◆ **WHAT YOU ARE ASKED TO DO**:
Repeat every line below exactly, word for word.

[Pointing and labeling entries]
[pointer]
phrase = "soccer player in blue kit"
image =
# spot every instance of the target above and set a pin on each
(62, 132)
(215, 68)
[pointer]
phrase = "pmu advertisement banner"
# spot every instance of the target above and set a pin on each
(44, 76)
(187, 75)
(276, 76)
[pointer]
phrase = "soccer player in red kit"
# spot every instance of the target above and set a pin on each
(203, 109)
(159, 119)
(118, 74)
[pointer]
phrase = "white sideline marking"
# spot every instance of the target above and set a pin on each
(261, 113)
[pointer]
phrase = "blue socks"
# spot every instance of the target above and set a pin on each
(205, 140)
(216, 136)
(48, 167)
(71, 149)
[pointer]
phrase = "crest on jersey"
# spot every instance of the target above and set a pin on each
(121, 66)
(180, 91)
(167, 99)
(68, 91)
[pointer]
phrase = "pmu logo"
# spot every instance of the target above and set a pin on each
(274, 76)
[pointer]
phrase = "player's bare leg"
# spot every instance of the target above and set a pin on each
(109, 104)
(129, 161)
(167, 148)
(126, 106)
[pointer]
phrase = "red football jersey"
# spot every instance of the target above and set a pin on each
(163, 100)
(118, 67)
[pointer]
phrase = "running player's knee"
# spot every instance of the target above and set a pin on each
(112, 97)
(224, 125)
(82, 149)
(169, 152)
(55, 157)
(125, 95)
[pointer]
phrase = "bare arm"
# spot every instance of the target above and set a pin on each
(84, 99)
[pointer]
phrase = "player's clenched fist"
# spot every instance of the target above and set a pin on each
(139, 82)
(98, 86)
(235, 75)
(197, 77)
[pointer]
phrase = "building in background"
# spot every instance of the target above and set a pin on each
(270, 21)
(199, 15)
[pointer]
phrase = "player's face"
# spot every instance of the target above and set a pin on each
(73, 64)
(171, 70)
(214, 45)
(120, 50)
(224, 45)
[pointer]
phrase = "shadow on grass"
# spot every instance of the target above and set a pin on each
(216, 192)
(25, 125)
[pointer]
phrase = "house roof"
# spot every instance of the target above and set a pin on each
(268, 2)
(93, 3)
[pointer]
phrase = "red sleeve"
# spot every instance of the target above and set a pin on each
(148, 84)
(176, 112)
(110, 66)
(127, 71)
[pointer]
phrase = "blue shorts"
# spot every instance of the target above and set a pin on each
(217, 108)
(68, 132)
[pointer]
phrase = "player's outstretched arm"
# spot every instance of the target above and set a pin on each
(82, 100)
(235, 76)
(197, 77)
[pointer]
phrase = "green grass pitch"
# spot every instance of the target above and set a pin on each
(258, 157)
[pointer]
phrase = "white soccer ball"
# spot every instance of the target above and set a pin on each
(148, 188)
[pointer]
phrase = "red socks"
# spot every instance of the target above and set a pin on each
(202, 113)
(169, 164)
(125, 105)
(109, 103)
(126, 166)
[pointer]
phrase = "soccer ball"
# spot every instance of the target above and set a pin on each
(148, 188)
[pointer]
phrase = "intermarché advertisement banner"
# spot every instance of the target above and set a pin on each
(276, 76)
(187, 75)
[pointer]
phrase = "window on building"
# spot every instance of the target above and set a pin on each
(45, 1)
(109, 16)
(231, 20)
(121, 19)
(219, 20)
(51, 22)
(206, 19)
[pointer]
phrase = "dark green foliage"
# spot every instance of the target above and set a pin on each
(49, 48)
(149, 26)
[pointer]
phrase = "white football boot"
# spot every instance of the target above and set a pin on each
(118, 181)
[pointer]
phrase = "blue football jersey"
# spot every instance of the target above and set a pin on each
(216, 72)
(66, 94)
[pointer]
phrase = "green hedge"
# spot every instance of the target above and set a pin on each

◆ **FINISHED TASK**:
[pointer]
phrase = "soccer player in blue kit"
image =
# spot every instance of the target above and set a pin on each
(62, 132)
(215, 68)
[pointer]
phrase = "pmu advertisement banner"
# spot every instance of the target above and set a pin on each
(44, 76)
(187, 75)
(276, 76)
[pointer]
phrase = "soccer player in red kit"
# spot every instance of the target above and set a pin on each
(203, 109)
(159, 119)
(118, 74)
[pointer]
phrase = "white sideline marking"
# spot every instance of the target above and set a pin on each
(261, 113)
[pointer]
phrase = "blue socks"
# spot every instance of the target above and set a pin on each
(205, 140)
(216, 136)
(48, 167)
(71, 149)
[pointer]
phrase = "crest on jersey"
# spot every instance of the target above and set a pin on each
(121, 66)
(180, 91)
(167, 99)
(68, 91)
[pointer]
phrase = "pmu logo"
# spot every instance of the target above and set a pin on each
(274, 76)
[pointer]
phrase = "player's bare leg"
# spot every instance of the target above and set a pin on each
(109, 104)
(129, 161)
(167, 148)
(126, 106)
[pointer]
phrase = "red football jersey"
# spot every instance of the target above and set a pin on each
(163, 100)
(118, 67)
[pointer]
phrase = "running player's knee"
# spot every instance of the target above and set a pin on each
(112, 97)
(224, 125)
(82, 149)
(169, 152)
(55, 157)
(125, 95)
[pointer]
phrase = "bare arm"
# spot every instance of the target above and set a pin on each
(84, 99)
[pointer]
phrase = "player's clenched fist"
# spot every instance of the target above and set a pin on each
(139, 82)
(98, 86)
(235, 75)
(197, 77)
[pointer]
phrase = "building in background"
# spot every instance of the target above and set a pin on each
(270, 21)
(199, 15)
[pointer]
phrase = "player's face"
# spot every instance of the target above and set a pin on each
(73, 64)
(171, 70)
(214, 45)
(120, 50)
(224, 45)
[pointer]
phrase = "shadow on grass"
# spot every instance of the target above and set a pin on each
(216, 192)
(25, 125)
[pointer]
phrase = "house roof"
# spot every instance of the target above and set a pin on each
(268, 2)
(93, 3)
[pointer]
phrase = "red sleeve"
# spot every instance of the target above and set a pin on each
(148, 84)
(176, 112)
(110, 66)
(127, 71)
[pointer]
phrase = "blue shorts"
# spot every instance of the target above and set a pin on each
(217, 108)
(68, 132)
[pointer]
phrase = "player's outstretched arm"
# spot every instance of the target above and set a pin on each
(82, 100)
(235, 76)
(197, 77)
[pointer]
phrase = "green grass pitch"
# spot every instance of the target above and set a pin on each
(258, 157)
[pointer]
phrase = "white soccer ball"
# spot every instance of the target above and set a pin on each
(148, 188)
[pointer]
phrase = "red socks"
# spot every instance of the target above and set a pin on each
(202, 113)
(169, 164)
(125, 105)
(109, 103)
(126, 166)
[pointer]
phrase = "soccer ball"
# spot every instance of the target above and set a pin on each
(148, 188)
[pointer]
phrase = "intermarché advertisement banner"
# spot every instance of the target above and set a pin on each
(276, 76)
(187, 75)
[pointer]
phrase = "window on building"
# spot every instance of the target above and set a pin on each
(45, 1)
(109, 16)
(231, 20)
(121, 19)
(219, 20)
(51, 22)
(206, 19)
[pointer]
phrase = "dark green foliage"
# spot every instance of the target above and set a pin on each
(49, 48)
(149, 26)
[pointer]
phrase = "white football boot"
# spot every instance of the target above and set a pin on each
(118, 181)
[pointer]
phrase = "blue football jersey"
# spot every instance of the target above and set a pin on each
(216, 72)
(66, 94)
[pointer]
phrase = "green hedge"
# spot every instance of the target above and set a pin on each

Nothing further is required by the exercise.